* PROBLEM DETAILS *
Rewrite the source data below from the line containing "Detection task: search for any dormer" through the line containing "548, 208, 569, 254", both ends included, and output only those lines. Multiply every bounding-box coordinate in the answers by 2.5 and round to whole numbers, with halves going up, but leave the requests and their sample numbers unchanged.

(Source data)

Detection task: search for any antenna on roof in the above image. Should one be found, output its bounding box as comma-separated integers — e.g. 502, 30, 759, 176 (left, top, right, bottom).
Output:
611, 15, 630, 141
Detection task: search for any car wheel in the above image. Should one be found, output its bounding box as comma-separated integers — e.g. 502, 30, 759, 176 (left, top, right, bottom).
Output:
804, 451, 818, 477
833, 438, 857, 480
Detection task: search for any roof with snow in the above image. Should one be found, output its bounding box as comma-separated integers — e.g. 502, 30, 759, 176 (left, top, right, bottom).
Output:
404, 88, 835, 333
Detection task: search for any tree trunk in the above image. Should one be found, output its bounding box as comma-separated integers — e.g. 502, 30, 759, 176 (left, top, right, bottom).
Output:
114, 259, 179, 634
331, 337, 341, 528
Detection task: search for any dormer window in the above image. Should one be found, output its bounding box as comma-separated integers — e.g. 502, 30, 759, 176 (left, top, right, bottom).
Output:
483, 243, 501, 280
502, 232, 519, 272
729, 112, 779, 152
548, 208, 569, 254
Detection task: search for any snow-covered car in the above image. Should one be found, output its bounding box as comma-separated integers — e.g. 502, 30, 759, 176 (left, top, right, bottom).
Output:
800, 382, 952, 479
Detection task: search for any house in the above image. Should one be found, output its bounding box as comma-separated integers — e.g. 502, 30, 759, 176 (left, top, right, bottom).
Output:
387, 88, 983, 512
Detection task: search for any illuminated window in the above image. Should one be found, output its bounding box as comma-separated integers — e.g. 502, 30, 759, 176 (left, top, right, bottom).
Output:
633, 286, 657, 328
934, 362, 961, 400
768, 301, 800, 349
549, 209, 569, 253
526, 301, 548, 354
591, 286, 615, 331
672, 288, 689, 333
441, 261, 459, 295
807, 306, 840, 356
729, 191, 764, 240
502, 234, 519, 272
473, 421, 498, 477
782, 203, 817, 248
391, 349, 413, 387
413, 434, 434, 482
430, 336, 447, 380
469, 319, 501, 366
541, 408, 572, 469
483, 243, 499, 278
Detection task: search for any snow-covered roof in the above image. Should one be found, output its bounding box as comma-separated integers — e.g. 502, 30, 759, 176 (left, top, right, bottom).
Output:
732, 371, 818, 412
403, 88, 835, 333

* OUTPUT OF THE TASK *
Detection task: search for any dormer window in the above image. Should one be found, output its bounding box as comma-separated integers — e.g. 502, 30, 759, 176 (left, top, right, bottom).
Output:
1208, 608, 1253, 700
1255, 580, 1298, 680
1823, 280, 1948, 380
1370, 520, 1423, 635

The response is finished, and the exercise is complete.